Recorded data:
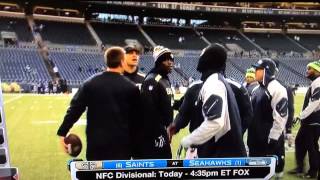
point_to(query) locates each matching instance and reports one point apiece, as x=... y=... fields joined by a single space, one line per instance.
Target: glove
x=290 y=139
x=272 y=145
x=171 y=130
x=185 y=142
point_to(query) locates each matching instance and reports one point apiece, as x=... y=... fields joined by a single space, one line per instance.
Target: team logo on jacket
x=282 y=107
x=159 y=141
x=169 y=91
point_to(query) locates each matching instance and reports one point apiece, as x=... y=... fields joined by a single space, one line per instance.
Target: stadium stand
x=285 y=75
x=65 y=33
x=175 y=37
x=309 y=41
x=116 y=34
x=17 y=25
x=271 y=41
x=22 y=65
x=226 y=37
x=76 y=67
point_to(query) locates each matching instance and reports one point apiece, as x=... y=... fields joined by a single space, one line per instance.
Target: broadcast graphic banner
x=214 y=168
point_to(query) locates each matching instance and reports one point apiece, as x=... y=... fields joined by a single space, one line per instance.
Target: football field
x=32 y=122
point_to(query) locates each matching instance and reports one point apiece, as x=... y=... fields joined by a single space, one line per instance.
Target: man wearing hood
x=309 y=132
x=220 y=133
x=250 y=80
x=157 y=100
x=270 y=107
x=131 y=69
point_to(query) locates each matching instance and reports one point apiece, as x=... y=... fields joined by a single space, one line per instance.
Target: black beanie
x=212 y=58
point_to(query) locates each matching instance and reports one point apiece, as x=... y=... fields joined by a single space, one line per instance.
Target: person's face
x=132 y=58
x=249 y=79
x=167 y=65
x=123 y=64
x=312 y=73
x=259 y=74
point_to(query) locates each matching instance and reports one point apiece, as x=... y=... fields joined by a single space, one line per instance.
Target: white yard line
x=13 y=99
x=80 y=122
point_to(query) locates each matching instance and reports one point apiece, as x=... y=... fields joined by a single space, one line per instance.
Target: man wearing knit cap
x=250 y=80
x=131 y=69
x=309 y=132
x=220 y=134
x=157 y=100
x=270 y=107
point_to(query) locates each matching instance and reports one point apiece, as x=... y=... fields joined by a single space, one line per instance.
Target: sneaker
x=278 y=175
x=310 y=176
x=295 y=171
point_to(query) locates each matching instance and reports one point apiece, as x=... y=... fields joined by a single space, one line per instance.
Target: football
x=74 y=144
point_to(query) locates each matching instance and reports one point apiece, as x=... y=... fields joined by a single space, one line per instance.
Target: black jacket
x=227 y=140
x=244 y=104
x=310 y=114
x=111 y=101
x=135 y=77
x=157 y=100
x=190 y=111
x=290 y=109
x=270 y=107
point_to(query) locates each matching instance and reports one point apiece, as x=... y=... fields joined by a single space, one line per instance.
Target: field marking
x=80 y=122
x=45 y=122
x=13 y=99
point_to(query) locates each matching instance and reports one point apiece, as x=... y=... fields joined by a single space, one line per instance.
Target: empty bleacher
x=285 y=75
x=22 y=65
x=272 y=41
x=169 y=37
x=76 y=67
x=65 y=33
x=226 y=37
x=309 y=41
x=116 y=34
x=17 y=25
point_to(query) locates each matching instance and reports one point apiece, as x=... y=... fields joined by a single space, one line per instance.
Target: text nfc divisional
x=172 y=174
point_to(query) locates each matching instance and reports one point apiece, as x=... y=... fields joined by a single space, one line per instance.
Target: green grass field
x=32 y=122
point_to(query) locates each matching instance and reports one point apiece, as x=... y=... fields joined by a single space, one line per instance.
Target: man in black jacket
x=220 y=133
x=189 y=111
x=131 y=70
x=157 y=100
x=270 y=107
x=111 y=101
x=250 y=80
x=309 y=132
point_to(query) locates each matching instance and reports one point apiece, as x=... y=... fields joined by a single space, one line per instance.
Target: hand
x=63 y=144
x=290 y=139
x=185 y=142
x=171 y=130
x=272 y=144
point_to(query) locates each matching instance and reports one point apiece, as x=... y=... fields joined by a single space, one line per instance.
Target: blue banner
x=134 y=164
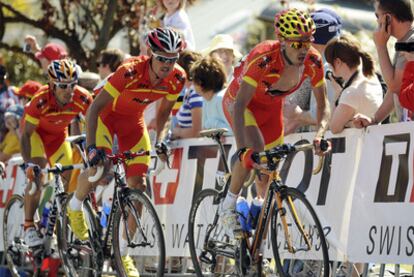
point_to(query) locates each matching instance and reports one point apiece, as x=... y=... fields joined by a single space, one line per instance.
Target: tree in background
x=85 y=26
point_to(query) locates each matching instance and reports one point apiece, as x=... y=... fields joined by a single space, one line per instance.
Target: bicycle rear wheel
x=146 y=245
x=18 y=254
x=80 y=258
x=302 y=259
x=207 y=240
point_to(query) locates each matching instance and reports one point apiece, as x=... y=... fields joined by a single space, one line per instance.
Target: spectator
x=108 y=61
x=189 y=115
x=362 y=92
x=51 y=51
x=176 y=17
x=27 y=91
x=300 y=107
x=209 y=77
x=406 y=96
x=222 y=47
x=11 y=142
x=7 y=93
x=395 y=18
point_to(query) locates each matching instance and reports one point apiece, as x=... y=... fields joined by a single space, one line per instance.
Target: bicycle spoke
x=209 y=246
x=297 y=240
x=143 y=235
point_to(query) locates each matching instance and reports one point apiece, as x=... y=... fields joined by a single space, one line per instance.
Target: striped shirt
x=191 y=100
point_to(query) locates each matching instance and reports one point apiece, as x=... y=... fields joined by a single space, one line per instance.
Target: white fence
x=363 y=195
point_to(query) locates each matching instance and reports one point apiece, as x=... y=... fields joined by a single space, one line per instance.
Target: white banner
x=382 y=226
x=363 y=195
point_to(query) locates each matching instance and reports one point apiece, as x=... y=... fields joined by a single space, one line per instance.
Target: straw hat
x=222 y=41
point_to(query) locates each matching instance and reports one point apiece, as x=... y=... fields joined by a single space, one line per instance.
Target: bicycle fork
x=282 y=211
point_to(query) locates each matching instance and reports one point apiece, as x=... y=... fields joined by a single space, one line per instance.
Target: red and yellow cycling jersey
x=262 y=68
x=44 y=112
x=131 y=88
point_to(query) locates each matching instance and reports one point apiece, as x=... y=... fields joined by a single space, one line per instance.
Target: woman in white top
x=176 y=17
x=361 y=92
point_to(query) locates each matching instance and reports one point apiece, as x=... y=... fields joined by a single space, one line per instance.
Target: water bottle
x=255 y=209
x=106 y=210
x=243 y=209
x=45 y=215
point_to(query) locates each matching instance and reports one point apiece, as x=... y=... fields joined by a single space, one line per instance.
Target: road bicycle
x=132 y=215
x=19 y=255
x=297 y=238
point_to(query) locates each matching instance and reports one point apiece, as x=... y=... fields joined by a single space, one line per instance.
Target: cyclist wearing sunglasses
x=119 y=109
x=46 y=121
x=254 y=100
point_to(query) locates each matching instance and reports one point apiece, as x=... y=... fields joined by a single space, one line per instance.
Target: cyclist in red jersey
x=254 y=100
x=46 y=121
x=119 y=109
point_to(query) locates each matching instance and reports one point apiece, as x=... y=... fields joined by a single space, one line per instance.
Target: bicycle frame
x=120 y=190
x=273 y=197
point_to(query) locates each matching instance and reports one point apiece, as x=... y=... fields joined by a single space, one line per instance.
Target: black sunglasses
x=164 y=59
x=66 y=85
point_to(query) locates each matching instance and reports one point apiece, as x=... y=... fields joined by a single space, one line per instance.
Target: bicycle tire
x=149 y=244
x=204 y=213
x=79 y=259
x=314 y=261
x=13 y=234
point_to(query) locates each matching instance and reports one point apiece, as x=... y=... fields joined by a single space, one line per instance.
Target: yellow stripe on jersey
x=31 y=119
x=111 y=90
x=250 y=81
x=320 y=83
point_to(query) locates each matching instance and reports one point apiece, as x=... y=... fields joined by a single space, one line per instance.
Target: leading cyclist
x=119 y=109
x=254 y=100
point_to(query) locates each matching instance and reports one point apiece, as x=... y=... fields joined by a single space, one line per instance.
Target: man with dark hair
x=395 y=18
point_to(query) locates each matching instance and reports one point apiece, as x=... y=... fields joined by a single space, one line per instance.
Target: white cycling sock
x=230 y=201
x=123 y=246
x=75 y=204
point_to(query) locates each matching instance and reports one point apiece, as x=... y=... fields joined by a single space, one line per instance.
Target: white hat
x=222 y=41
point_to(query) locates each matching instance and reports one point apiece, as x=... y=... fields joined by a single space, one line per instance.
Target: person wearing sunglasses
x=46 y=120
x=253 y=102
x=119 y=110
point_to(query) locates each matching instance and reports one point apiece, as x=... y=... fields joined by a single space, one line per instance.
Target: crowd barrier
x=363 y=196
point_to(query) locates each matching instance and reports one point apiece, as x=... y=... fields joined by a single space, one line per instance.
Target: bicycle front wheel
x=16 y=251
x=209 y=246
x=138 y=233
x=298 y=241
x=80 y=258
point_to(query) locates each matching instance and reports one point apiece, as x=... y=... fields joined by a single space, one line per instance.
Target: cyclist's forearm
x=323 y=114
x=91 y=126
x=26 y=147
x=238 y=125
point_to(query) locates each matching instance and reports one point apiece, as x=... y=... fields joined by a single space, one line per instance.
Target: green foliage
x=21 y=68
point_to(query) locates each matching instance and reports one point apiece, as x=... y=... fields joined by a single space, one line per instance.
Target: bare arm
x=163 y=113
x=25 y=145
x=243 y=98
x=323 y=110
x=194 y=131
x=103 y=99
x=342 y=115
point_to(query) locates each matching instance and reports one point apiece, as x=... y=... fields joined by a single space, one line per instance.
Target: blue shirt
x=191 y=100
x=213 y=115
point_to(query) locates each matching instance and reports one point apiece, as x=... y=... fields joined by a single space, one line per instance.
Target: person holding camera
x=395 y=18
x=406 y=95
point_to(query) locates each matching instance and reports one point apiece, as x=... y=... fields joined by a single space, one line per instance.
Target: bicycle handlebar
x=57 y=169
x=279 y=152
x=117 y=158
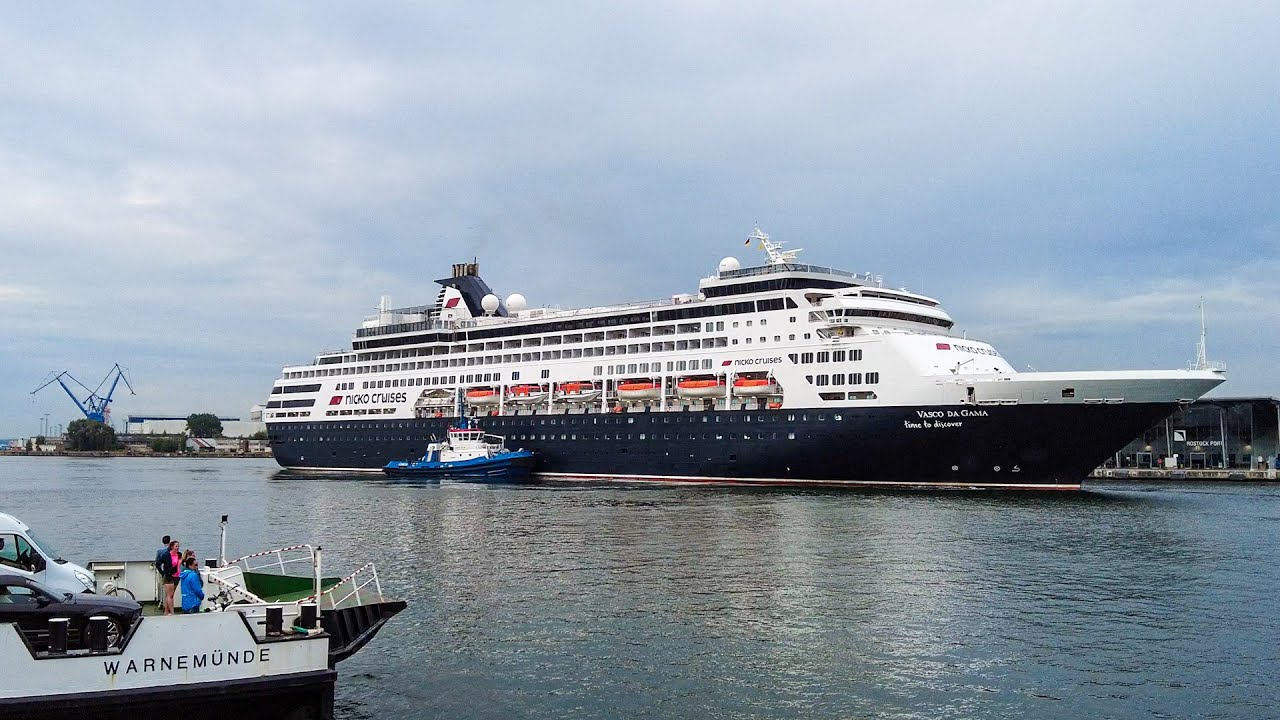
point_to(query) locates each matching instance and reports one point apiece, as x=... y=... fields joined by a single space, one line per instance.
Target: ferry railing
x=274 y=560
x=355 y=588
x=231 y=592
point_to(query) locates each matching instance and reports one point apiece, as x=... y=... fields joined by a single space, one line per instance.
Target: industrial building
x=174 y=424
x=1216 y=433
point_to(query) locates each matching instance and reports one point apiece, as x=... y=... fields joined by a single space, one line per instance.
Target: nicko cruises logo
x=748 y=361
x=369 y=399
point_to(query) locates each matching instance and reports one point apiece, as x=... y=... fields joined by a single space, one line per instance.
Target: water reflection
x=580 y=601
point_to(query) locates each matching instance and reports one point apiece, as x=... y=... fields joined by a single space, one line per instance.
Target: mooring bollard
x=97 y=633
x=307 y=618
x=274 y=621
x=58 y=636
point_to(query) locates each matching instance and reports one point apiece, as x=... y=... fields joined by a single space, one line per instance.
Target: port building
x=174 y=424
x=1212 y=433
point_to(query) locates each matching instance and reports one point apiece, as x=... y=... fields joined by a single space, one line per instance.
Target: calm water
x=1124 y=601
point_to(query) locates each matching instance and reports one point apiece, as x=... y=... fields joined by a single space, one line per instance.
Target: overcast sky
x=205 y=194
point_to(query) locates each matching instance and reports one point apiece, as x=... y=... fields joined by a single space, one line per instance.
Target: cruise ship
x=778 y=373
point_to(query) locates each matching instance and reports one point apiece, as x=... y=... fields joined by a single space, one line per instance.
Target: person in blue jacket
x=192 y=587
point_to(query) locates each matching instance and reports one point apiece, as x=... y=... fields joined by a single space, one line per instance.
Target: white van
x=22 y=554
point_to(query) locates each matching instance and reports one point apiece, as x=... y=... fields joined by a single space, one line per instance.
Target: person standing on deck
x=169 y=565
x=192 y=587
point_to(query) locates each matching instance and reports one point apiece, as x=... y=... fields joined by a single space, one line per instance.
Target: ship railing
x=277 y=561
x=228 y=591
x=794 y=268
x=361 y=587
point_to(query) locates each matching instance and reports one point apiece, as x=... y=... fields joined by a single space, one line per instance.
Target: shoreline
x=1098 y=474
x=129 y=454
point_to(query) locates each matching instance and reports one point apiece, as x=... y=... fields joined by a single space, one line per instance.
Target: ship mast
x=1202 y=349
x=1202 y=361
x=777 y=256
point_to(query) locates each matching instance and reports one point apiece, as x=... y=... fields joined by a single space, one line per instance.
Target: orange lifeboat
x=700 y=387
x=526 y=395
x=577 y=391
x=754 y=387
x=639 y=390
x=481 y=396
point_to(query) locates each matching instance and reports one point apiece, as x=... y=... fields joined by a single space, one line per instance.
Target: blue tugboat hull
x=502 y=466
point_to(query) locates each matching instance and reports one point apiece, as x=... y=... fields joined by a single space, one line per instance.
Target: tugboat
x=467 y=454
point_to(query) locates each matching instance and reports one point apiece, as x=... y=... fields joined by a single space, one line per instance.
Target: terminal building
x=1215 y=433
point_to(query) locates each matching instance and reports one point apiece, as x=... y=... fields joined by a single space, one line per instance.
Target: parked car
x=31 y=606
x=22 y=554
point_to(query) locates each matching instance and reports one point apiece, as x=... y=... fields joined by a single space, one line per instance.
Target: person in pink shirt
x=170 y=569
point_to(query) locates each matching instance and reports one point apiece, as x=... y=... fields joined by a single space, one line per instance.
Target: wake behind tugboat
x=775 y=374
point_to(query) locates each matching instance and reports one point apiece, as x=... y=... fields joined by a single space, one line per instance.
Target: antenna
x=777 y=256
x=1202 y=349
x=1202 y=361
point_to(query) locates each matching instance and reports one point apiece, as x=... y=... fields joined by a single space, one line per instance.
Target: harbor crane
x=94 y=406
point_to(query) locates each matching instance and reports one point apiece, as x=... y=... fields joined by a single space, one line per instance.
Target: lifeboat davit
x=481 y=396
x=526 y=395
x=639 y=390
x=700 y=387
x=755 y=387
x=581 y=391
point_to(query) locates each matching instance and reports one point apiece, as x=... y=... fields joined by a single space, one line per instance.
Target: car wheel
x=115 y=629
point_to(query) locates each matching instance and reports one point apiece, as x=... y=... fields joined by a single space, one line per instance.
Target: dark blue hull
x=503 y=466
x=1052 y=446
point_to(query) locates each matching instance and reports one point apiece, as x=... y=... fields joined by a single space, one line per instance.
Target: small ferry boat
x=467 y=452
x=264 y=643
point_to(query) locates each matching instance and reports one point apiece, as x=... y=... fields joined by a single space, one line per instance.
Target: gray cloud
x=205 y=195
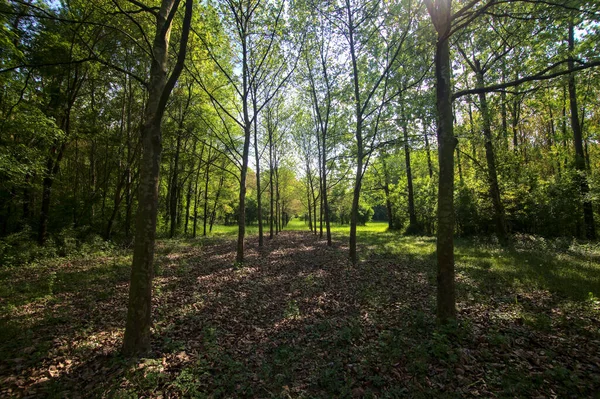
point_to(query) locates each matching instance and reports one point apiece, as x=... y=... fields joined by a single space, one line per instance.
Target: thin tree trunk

WHAT YOU ARE ASKED TO DO: Report every line in the recorded data that contains the word "ship", treating uppercase and lowercase as different.

SOLVED PROBLEM:
Target: cruise ship
Target: ship railing
Target: ship mast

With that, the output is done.